- [Exercise objective]
Answer from the cross country post below:
(a) How many high school teams took part in the Invitational?
(b) What was the writer doing while running back and forth?
(c) What would have happened if the writer had touched the daughter?

Tag Archives: bold prayer

Falling on Your Knees

Today was the big Cross Country Invitational. The event included eighteen high school teams. I am always excited when the events are nearby so I can attend and watch my daughter run. I ran back and forth taking photos. This is something Cross Country parents can appreciate. When I stood at the finish line, I saw my daughter quickly approaching. All of the sudden she fell on her knees. I prayed quietly for her as she was on her knees with her face toward the ground. It looked like she was praying. She was pouring herself out, but not just in prayer. Only a runner or a parent of a runner can understand. I wanted to run to her, but I knew what she was doing, and I knew I couldn’t touch her or she would be disqualified.

- [Information provided]
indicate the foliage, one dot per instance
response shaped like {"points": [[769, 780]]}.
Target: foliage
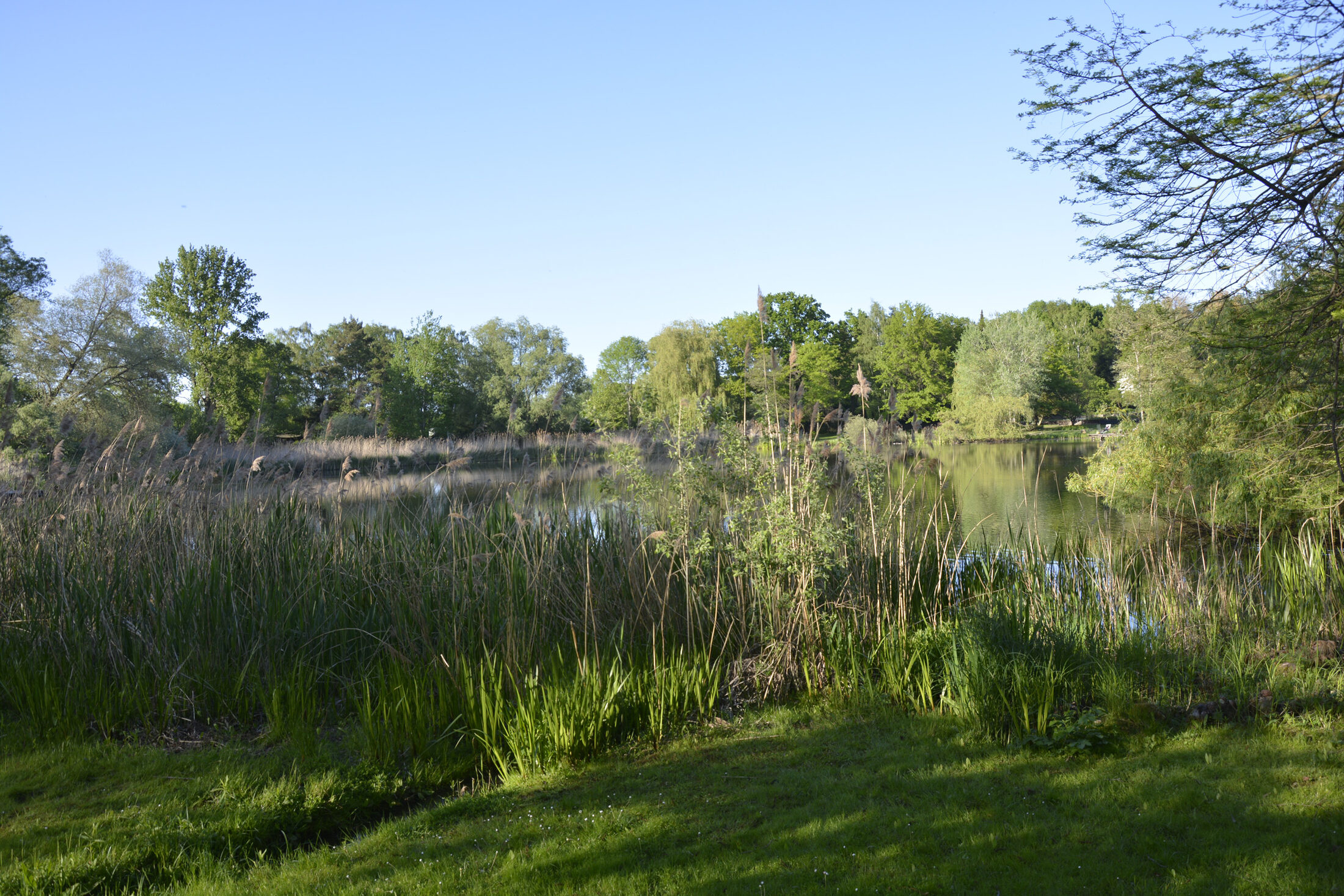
{"points": [[23, 280], [530, 381], [917, 360], [1227, 433], [432, 382], [1079, 363], [207, 296], [1205, 166], [794, 319], [999, 376], [1215, 172], [682, 366], [616, 399], [93, 356]]}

- [Answer to the problem]
(a) Eighteen.
(b) Taking photos.
(c) She would have been disqualified.